_EXERCISE REQUIREMENTS_
Gather and copy every line of the items below that contains the word "white". Case counts.

***** EXERCISE INPUT

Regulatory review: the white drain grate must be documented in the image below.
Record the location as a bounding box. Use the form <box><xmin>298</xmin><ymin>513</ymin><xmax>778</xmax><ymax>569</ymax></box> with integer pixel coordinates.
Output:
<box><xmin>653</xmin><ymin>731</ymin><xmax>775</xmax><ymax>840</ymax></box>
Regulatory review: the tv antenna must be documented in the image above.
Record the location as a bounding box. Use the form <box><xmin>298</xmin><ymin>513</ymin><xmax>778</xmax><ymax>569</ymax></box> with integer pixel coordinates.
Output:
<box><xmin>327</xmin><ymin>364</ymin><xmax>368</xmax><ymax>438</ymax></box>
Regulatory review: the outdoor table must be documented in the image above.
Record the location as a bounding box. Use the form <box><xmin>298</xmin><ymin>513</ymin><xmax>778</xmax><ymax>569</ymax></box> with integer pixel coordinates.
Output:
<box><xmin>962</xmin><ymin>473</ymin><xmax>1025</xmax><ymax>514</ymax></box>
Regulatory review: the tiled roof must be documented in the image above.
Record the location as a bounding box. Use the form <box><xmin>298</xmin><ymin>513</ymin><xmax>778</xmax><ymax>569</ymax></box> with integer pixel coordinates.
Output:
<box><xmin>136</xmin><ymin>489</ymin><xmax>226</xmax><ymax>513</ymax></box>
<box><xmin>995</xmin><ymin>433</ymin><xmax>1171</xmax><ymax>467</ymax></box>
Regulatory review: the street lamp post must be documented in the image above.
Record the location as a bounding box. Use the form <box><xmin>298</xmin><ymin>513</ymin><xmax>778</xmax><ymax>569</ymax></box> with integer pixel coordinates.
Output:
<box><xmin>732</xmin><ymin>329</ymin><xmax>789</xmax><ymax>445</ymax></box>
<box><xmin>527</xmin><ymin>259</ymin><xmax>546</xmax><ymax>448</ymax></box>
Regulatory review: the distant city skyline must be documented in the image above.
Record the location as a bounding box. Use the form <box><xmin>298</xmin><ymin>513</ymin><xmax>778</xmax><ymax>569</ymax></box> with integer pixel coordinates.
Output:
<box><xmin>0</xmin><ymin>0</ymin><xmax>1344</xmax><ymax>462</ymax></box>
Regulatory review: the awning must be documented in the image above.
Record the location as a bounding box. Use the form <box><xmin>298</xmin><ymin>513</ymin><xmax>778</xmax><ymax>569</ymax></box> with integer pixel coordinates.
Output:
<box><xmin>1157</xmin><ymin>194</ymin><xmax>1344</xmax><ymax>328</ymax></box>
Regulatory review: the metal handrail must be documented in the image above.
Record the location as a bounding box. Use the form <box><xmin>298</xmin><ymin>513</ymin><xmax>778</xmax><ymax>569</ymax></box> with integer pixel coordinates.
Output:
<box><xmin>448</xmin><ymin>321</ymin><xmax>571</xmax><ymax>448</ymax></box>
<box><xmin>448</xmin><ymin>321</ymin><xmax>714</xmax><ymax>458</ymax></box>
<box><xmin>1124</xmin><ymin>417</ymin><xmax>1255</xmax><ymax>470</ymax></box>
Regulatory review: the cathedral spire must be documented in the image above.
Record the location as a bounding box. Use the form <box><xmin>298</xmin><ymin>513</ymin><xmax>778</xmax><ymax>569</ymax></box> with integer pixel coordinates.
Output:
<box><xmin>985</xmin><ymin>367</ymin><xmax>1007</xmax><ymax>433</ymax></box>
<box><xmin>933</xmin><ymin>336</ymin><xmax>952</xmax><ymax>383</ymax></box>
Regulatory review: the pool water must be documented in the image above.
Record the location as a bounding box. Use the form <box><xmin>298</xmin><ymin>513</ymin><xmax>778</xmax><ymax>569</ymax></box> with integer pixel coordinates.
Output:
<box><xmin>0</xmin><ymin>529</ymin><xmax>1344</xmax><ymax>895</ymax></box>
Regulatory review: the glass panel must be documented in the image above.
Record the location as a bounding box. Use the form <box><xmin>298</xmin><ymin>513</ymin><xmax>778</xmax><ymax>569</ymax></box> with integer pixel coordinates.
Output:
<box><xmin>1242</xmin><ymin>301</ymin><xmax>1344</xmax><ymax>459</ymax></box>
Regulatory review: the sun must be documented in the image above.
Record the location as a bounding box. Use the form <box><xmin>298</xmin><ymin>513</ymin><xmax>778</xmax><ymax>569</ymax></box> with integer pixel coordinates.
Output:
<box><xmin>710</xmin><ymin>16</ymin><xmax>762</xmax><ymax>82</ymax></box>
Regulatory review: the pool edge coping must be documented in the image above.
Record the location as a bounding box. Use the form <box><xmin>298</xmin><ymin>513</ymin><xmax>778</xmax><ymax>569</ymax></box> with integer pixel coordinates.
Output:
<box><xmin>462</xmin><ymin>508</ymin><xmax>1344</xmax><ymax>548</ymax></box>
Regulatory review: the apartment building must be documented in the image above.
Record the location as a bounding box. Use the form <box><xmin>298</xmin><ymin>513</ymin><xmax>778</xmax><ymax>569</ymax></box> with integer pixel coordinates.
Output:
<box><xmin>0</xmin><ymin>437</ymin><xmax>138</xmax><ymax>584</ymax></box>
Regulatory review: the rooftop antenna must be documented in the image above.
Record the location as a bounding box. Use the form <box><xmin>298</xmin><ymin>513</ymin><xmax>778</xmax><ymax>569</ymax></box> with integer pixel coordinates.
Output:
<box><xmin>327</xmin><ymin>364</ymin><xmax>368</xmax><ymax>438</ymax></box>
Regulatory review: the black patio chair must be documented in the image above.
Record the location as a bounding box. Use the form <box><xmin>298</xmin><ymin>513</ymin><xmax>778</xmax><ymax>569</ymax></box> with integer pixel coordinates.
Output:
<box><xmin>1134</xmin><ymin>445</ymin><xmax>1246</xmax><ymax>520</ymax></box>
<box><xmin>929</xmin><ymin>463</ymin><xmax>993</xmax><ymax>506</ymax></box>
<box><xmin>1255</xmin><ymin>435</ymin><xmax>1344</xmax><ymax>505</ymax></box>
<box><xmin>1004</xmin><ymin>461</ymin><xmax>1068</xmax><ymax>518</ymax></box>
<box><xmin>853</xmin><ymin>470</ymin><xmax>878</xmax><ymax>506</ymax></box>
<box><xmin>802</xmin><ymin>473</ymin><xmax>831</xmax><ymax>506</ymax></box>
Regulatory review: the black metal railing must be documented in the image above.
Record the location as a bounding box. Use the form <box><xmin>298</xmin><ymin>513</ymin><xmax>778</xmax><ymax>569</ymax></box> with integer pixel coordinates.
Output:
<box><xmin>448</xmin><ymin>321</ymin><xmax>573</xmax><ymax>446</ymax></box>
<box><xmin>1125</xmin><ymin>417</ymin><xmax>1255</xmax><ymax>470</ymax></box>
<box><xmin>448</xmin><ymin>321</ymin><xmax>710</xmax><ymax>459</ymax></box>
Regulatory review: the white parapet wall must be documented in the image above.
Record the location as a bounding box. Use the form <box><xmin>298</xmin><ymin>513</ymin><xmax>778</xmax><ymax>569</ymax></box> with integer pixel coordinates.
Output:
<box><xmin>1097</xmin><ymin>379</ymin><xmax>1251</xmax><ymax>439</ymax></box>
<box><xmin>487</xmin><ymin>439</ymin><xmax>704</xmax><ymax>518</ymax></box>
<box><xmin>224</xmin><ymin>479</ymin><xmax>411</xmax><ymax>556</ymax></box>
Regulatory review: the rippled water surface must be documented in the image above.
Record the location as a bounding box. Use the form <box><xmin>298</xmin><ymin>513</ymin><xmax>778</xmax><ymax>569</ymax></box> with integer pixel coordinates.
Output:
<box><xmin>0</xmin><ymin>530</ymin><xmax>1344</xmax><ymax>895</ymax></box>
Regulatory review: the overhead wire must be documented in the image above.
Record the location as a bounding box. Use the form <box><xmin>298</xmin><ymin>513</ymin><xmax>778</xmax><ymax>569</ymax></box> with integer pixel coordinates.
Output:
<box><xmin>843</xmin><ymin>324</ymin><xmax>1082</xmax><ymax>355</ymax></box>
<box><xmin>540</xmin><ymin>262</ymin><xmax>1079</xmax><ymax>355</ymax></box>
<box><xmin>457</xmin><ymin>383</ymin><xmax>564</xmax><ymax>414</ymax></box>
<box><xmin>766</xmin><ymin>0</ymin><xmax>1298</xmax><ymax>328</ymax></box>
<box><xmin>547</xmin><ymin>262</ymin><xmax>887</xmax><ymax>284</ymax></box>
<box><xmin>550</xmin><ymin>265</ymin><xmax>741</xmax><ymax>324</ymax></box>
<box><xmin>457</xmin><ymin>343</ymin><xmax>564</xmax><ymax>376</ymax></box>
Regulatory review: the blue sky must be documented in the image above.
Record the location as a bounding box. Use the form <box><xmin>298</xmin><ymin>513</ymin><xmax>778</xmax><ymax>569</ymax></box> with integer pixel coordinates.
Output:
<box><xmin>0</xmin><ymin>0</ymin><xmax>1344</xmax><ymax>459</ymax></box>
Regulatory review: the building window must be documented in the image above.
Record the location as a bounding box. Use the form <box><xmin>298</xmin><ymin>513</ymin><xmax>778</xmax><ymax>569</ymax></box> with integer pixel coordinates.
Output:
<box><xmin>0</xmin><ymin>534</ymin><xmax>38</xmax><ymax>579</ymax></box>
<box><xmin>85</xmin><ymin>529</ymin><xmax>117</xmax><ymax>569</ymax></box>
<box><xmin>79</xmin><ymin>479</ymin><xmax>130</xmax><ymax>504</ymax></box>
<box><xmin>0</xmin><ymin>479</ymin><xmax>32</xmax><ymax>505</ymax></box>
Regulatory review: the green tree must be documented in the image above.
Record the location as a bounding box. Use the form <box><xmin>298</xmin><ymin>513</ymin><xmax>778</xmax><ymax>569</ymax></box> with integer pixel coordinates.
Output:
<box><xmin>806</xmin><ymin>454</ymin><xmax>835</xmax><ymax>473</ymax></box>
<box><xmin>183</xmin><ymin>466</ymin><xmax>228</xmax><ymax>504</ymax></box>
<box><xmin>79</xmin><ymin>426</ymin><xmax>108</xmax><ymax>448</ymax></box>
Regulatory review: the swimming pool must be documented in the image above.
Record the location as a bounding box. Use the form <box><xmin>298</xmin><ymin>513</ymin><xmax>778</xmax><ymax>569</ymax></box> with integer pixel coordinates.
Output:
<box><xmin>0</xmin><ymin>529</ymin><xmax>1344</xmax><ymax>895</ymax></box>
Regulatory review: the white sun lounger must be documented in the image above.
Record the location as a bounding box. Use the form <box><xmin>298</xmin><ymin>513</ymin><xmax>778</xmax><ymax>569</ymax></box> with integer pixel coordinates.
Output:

**********

_SOLUTION TO THIS PROBLEM_
Regulatory review: the white drain grate must be documented in the image below.
Regulatory review: the white parapet wall must be documented in the image above.
Regulatory review: the white sun lounger must be documented in the image above.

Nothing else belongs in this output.